● **Task instructions**
Nothing in the entries may be dropped: restate them word for word.

● **Data for this task**
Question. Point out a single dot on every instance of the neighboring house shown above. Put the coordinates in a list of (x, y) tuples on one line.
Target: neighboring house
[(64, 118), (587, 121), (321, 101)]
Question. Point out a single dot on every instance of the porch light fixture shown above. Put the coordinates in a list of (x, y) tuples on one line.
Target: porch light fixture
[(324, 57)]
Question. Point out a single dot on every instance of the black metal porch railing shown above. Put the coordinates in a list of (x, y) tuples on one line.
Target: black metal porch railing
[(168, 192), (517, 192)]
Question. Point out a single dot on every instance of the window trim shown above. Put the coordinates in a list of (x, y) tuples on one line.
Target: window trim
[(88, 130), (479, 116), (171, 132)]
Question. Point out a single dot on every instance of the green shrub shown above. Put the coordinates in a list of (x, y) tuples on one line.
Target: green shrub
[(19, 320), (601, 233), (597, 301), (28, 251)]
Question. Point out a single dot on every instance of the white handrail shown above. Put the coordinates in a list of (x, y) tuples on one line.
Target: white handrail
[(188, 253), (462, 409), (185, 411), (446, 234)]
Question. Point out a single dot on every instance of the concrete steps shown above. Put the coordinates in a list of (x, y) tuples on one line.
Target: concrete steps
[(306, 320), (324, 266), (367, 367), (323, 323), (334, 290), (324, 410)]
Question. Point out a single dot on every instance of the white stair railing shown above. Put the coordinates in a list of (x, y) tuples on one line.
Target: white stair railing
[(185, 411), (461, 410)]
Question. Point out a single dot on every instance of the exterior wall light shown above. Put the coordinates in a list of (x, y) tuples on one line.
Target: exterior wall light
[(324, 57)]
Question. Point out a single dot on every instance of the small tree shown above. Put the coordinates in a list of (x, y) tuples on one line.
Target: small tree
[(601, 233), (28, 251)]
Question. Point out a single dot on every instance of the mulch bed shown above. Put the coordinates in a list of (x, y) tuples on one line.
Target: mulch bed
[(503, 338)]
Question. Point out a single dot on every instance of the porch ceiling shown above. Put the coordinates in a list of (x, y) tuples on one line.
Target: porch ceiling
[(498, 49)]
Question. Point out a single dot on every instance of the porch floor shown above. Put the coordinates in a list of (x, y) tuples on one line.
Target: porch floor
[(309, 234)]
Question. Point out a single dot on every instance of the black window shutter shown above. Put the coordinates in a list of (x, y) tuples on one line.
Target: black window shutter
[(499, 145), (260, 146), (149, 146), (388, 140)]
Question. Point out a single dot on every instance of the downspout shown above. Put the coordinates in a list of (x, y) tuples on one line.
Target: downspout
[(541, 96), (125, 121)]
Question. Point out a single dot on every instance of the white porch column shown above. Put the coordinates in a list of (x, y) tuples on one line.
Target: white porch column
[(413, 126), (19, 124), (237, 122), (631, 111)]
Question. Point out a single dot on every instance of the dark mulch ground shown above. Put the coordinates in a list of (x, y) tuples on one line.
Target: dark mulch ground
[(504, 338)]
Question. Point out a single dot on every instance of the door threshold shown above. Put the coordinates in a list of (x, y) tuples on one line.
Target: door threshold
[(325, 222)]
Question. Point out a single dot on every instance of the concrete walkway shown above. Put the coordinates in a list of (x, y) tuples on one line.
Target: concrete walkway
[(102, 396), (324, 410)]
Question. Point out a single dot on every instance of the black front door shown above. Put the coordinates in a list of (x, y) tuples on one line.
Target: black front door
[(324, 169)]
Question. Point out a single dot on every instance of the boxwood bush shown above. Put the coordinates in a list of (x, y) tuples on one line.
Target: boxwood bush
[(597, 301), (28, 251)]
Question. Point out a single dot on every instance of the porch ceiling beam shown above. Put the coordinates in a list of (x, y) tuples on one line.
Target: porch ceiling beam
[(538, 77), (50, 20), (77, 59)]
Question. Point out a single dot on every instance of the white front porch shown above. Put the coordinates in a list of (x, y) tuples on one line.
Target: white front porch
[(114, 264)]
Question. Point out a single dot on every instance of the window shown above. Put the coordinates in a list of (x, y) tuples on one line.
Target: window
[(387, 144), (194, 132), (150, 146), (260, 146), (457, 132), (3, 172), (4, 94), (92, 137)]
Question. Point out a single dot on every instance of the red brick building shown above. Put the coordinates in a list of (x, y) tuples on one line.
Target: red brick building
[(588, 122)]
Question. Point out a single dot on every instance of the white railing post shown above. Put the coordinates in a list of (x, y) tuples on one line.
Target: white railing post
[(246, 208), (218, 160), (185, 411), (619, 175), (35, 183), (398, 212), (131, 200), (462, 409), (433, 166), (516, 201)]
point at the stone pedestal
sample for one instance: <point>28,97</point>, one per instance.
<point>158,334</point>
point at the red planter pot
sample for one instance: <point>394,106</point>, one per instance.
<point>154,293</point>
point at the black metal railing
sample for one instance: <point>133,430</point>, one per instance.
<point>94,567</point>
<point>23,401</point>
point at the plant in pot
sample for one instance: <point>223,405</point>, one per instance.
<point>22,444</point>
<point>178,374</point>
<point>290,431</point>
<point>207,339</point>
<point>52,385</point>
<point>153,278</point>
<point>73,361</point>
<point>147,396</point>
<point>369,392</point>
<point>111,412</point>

● **Result**
Question. Point out a single dot on every instance of the neighboring house shown above. Put the coordinates in a list of (x, y) tuples on one line.
Target: neighboring house
[(64, 118), (587, 121), (321, 101)]
Question. Point out a single dot on every instance of the porch light fixture shown above. Put the coordinates in a list of (x, y) tuples on one line.
Target: porch light fixture
[(324, 57)]
Question. Point out a single dot on every instance of the black metal porch railing shown above. Put the coordinates in a list of (x, y) tuples on one line.
Target: black metal porch railing
[(168, 192), (517, 192)]
Question. Point out a single dot on every instance of the window trim shown above. Put the coordinates in a list of (x, y) tuples on one line.
Target: window trim
[(88, 130), (479, 116), (171, 132)]
Question. Point out a single dot on every instance of the green shrub shown above. Put the coordinates in a list of (x, y) tuples on one line.
Target: green shrub
[(19, 320), (601, 233), (597, 301), (28, 251)]
Question. Point out a single dot on every instance of the white handrail shown above. Put the coordinates in a list of (x, y) tuples on one line.
Target: white handrail
[(188, 253), (462, 409), (185, 411), (446, 234)]
Question. Point out a single dot on every instance of the concrete steps shown above. Put the coordinates in a list of (x, y) tuples on one line.
Target: concrete steps
[(306, 320), (324, 266), (367, 367), (323, 323), (334, 290), (324, 410)]
Question. Point out a single dot on every instance of the white stair railing shown above. Put the coordinates in a list of (x, y) tuples on one line.
Target: white stair railing
[(185, 411), (461, 410)]
Question. Point out a single dot on every instance of the exterior wall light shown above. Put the coordinates in a list of (x, y) tuples on one line.
Target: exterior wall light
[(324, 57)]
Question. Point out a single dot on every instance of the small tree shown above. Put the coordinates in a list of (x, y) tuples on one line.
Target: small tree
[(601, 233), (28, 251)]
Question. Point out a single dot on every instance of the mulch bed shown above. Put the coordinates in a list of (x, y) tuples on one line.
Target: mulch bed
[(503, 338)]
Question. Point out a single dot on every instance of the porch ceiling shown above. Put the coordinates in a list of (x, y) tuples on one line.
Target: porch ceiling
[(498, 49)]
Question. Point out a single dot on every instance of the porch floor shown above. Put the coordinates in a list of (x, y) tuples on one line.
Target: porch floor
[(309, 234)]
Question. Point out a single dot on every instance of the black window shutter shown above. Put the coordinates in a list of (x, y) tuples on one line.
Target: black window shutter
[(499, 145), (260, 146), (149, 146), (388, 140)]
Question. Point out a single dot on every instance of the downspout shown above. Put the coordinates in a list of (x, y) tuples on one line.
Target: downspout
[(541, 96), (125, 121)]
Question. Point out a single dot on every instance of the white porch column shown above. Put the coordinates in a list of (x, y) tuples on one line.
Target: white porch column
[(413, 126), (19, 124), (237, 122), (631, 111)]
Question. Point out a single dot on every instance of the dark mulch ground shown above. Put the coordinates in a list of (x, y) tuples on one line.
Target: dark mulch ground
[(504, 338)]
Question. Point out a single dot on every instance of the door threshold shown above. Put the coordinates in a list of (x, y) tuples on one line.
Target: door threshold
[(325, 222)]
Question. Point out a single dot on every instance of the concrete walkway shown above. Put the coordinates in a list of (x, y) tuples on one line.
Target: concrete walkway
[(102, 396), (324, 410)]
Question. Point out a single dot on every instance of the black front door shown above. Put the coordinates in a list of (x, y) tuples on one line.
Target: black front door
[(324, 169)]
Question. Point out a single dot on every instance of the boxwood bush shown above. Put the coordinates in a list of (x, y) tuples on one line.
Target: boxwood bush
[(597, 301), (28, 251)]
Question. Point out a single dot on every instance of the porch ceiling beam shown above. Put the coordinates in a list of (x, y) tuples on one line.
Target: porch ceiling beam
[(538, 77), (50, 20), (77, 59)]
Question. Point out a single dot on every instance of the white front porch shown above. Put the coordinates in a list of (x, y) tuples on one line.
Target: white front porch
[(114, 264)]
Question. Point out a single dot on every instance of the window shown above. Put the coordinates in a list of (x, y) tuples on one line.
Target: window
[(387, 144), (194, 132), (150, 146), (260, 146), (457, 132), (3, 172), (4, 94), (92, 137)]
Question. Point out a single dot on every instance of the red brick building shown above. Put the coordinates in a list of (x, y) tuples on one line.
Target: red brick building
[(588, 122)]
Question. Point out a single dot on every instance of the white railing post shown above. Put the coordinates in a list of (x, y) tuples on one line.
Target: white railing post
[(246, 208), (218, 160), (185, 411), (619, 175), (35, 183), (398, 212), (131, 200), (462, 409), (433, 166), (516, 201)]
point at the stone pedestal
sample for one instance: <point>28,97</point>, one per instance.
<point>158,334</point>
point at the red planter pot
sample for one instance: <point>394,106</point>, one per instance.
<point>154,293</point>
point at the black metal railing
sample for one instance: <point>133,430</point>, one per instance.
<point>94,567</point>
<point>23,401</point>
point at the plant in pot
sample for one instance: <point>223,405</point>, one per instance.
<point>22,444</point>
<point>178,374</point>
<point>290,431</point>
<point>207,339</point>
<point>52,385</point>
<point>153,278</point>
<point>73,361</point>
<point>147,396</point>
<point>369,392</point>
<point>111,412</point>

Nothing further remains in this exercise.